Tulisan ini bertujuan untuk menelaah
lebih lanjut tentang kitab tafsir Ruhul Maani yang nantinya juga akan
menjelaskan terkait biografi mufassir, karakteristik kitab, sistematika, serta
kelebihan dan kekurangan kitab.
Biografi Imam Al-Alusi
Abu Sana Syihab
al-Din al-Sayyid Mahmud Afandi al-Alusi al-Baghdadi adalah nama lengkap
mufassir kondang asal Irak. Sebutan ini merujuk kepada suatu daerah di dekat
sungai Eufrat yang terletak di antara Baghdad dan Syam (Syiria), di mana keluarganya
bertempat tinggal. Al-Alusi
dilahirkan pada hari Jumat, tanggal 14 Sya’ban 1217 H di daerah dekat Kurkh,
Irak. Ayahnya merupakan ulama Irak yang sangat terkenal dengan kedalaman
ilmunya. Sejak kecil Al-Alusi belajar agama langsung dari ayahnya. Selain itu,
dia juga belajar tasawuf dari seorang sufi bernama Shaikh Khalid
al-Naqshabandi.[2]
Terlahir di
tengah-tengah keluarga yang
berpendidikan, al-Alusi tumbuh
menjadi anak yang cerdas. Dia mempunyai ingatan yang kuat, dan berpengetahuan
luas baik dalam berbagai bidang keilmuan. Menginjak usia 13 tahun, al-Alusi
menjadi salah satu pengajar di universitas yang didirikan oleh Shaikh Abdullah
Shalah al-Aqulani di daerah Rasafah. Dalam bidang aqidah, al-Alusi mengikuti
aliran Sunni-Maturidiah. Sedangkan dalam bidang fiqh, pada mulanya al-Alusi
bermadzhab
Syafi’i.[3]
Selanjutnya pada
tahun 1263 H, saat usianya mencapai 31 tahun, al-Alusi diangkat sebagai mufti
Baghdad. Namun, karena sudah sejak usianya masih 20 tahun al-Alusi memang ingin sekali menyusun sebuah kitab
tafsir yang dapat memecahkan persoalan-persoalan yang ada di masyarakat waktu
itu, dia kemudian melepaskan jabatannya tersebut dan lebih memilih untuk mulai
menyusun kitab tafsir.

_Data Tersedia_:
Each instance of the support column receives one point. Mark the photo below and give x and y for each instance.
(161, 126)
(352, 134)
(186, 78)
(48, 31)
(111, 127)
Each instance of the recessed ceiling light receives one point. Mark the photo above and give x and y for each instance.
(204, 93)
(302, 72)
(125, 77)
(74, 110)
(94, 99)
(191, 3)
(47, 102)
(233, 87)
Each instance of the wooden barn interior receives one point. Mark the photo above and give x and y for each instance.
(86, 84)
---
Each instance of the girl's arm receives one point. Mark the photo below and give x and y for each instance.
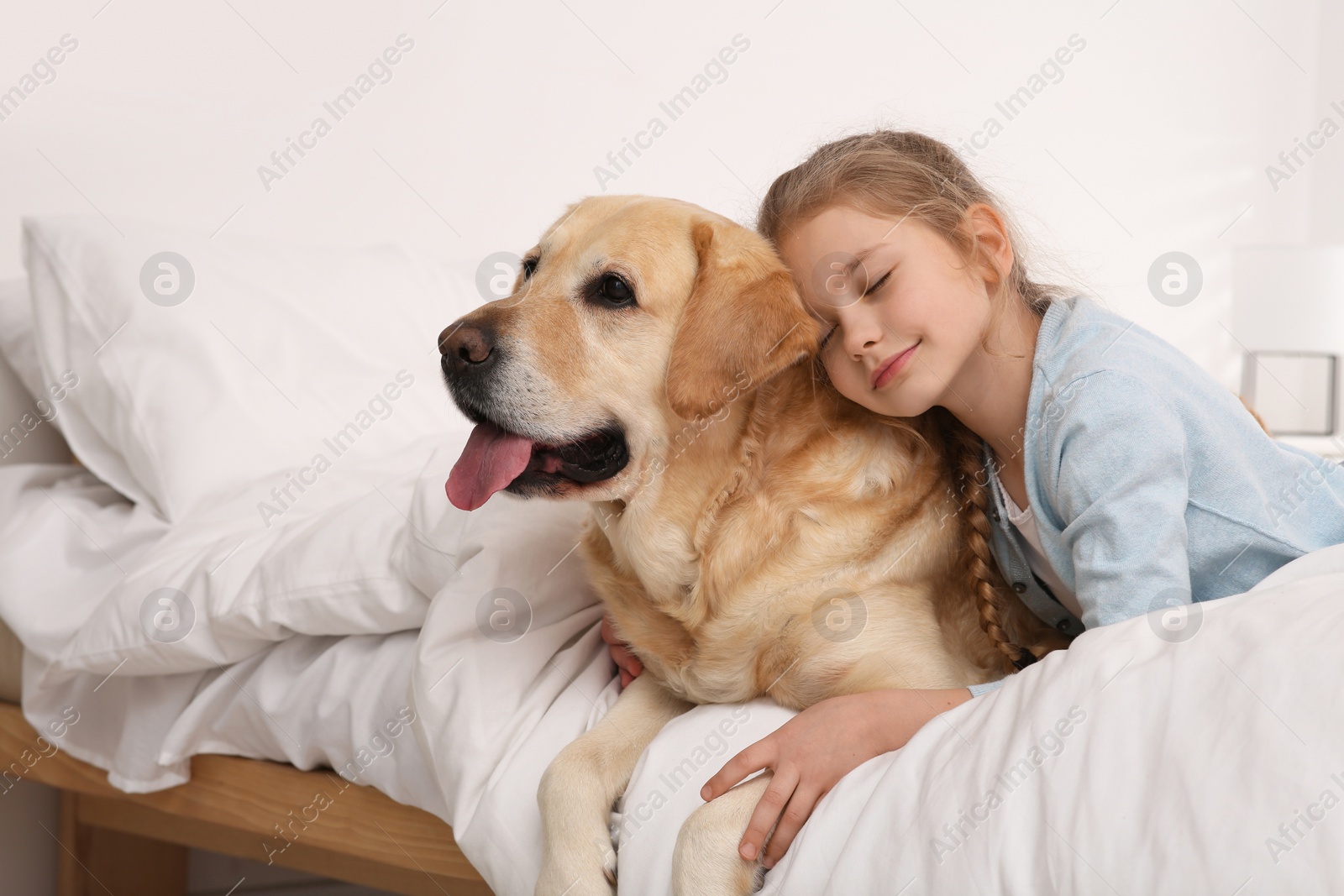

_Instruksi Tugas A_: Sebutkan semua nama geografis (negeri, wilayah, kota, daerah, dan sungai) yang disebut dalam teks tentang Al-Alusi, masing-masing satu kali, sesuai urutan kemunculannya.
_Instruksi Tugas B_: Lanjutkan teks tentang Al-Alusi mulai setelah kalimat terakhirnya.

_Jawaban A_: Irak, sungai Eufrat, Baghdad, Syam (Syiria), Kurkh, Rasafah

_Jawaban B_:
Meskipun sudah
mempunyai banyak waktu, Al-Alusi masih merasa
belum mampu untuk merealisasikan ide tersebut, sehingga
keinginannya belum dapat terwujud. Keinginannya menulis tafsir ini pun
baru terwujud, ketika
al-Alusi bermimpi diperintah
melipat langit dan
bumi dengan mengangkat satu tangan ke arah langit dan satu tangan ke
tempat mata air. Mimpi yang terjadi pada malam Jum’at di bulan Rajab tahun 1252
H tersebut merupakan isyarat bahwa dia diperintahkan untuk menulis sebuah kitab
tafsir. Dia pun mulai menulisnya pada tanggal 16 Sya’ban 1252 H, pada waktu dia
berusia 34 tahun, pada masa pemerintahan Sultan Mahmud Khan bin Sulthan Abdul
Hamid Khan.Kitab ini kemudian diberi judul, Ruhul Ma’ani Fi Tafsir Al-Qur’an
al-Aẓim wa al-Sab’alMasani oleh Perdana Menteri Ali Ridho Pasha. Karena nama
tersebut dirasa sesuai dengan tujuan awal penulisannya, yaitu “semangat makna
dalam tafsir al-Qur’an yang agung dan sab’ul mastani, maka, al-Alusi pun
menyetujuinya.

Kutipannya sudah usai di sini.